▸ STATED GOAL
Copy each of the records below word for word, without any changes.

** BEGIN PROVIDED RECORDS **

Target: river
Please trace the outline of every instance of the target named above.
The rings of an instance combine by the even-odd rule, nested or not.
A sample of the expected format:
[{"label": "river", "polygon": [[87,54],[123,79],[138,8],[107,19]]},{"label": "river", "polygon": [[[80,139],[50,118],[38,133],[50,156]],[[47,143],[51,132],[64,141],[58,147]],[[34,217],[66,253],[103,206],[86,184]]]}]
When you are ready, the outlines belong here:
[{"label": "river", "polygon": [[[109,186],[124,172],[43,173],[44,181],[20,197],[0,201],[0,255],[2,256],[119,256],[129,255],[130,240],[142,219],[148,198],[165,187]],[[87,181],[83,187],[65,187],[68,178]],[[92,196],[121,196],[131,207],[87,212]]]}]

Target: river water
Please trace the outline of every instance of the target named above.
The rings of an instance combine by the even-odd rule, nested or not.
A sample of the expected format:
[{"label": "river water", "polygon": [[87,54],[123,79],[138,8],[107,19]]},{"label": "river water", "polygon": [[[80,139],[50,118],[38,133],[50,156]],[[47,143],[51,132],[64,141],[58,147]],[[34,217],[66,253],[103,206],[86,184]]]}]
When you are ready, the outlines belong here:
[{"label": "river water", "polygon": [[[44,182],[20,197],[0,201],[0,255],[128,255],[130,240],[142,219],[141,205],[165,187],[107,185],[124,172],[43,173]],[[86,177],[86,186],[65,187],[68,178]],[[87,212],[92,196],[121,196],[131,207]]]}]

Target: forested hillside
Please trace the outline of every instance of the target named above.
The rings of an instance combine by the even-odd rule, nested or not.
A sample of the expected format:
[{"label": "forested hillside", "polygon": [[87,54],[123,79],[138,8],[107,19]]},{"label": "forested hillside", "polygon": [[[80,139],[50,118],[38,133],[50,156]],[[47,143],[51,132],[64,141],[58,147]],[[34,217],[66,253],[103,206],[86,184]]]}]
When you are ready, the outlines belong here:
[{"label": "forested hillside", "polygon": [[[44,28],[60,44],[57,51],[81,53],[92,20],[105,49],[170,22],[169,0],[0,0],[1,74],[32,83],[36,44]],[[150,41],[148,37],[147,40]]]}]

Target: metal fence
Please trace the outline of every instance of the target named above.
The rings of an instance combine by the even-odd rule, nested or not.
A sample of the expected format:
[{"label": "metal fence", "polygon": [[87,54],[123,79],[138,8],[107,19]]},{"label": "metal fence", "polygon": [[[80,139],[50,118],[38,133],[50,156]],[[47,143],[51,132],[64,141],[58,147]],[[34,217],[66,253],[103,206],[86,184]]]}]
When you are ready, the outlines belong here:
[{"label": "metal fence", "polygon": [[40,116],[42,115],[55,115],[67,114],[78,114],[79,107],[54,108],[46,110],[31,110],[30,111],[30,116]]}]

** END PROVIDED RECORDS **

▸ RESULT FOR THIS EXERCISE
Target: river
Please trace the outline of every instance of the target named above.
The rings of an instance combine by the even-odd rule, nested or not.
A sample of the expected format:
[{"label": "river", "polygon": [[87,54],[123,79],[138,8],[107,19]]},{"label": "river", "polygon": [[[80,139],[50,118],[38,133],[50,156]],[[47,143],[51,132],[64,141],[58,147]],[[34,217],[66,253],[103,206],[86,184]]]}]
When you are ready, the outlines belong here:
[{"label": "river", "polygon": [[[109,186],[124,172],[43,173],[44,181],[20,197],[0,201],[0,255],[2,256],[119,256],[129,255],[130,240],[142,219],[148,198],[165,187]],[[87,181],[83,187],[65,187],[68,178]],[[92,196],[121,196],[131,207],[87,212]]]}]

Target: river water
Please trace the outline of every instance of the target named above.
The rings of an instance combine by the even-odd rule, nested or not.
A sample of the expected format:
[{"label": "river water", "polygon": [[87,54],[123,79],[138,8],[107,19]]},{"label": "river water", "polygon": [[[80,139],[50,118],[38,133],[50,156]],[[47,143],[51,132],[64,141],[58,147]],[[34,217],[66,253],[103,206],[86,184]]]}]
When you are ready, the outlines belong here:
[{"label": "river water", "polygon": [[[44,182],[20,197],[0,201],[0,255],[128,255],[130,240],[142,219],[141,205],[165,187],[107,185],[124,172],[43,173]],[[86,177],[86,186],[65,187],[68,178]],[[87,212],[92,196],[121,196],[131,207]]]}]

Target: forested hillside
Please trace the outline of every instance of the target named above.
The rings of an instance combine by the even-odd rule, nested or not.
A sample of the expected format:
[{"label": "forested hillside", "polygon": [[87,54],[123,79],[138,8],[107,19]]},{"label": "forested hillside", "polygon": [[[80,139],[50,118],[38,133],[50,156]],[[47,143],[51,132],[64,141],[58,147]],[[34,217],[66,253],[103,206],[86,184]]]}]
When you are ready, the outlines belong here:
[{"label": "forested hillside", "polygon": [[[44,28],[60,44],[57,51],[81,53],[92,20],[105,49],[170,22],[169,0],[0,0],[1,74],[32,83],[36,44]],[[150,41],[148,37],[147,40]]]}]

Target: metal fence
Please trace the outline of every instance of the target named above.
The rings of an instance combine by the even-odd rule, nested or not.
A sample of the expected format:
[{"label": "metal fence", "polygon": [[87,54],[123,79],[138,8],[107,19]]},{"label": "metal fence", "polygon": [[[80,139],[50,118],[38,133],[50,156]],[[47,143],[51,132],[64,141],[58,147]],[[34,217],[66,253],[103,206],[86,184]]]}]
When you are ready, the outlines belong here:
[{"label": "metal fence", "polygon": [[40,116],[42,115],[55,115],[67,114],[78,114],[79,107],[54,108],[46,110],[31,110],[30,111],[30,116]]}]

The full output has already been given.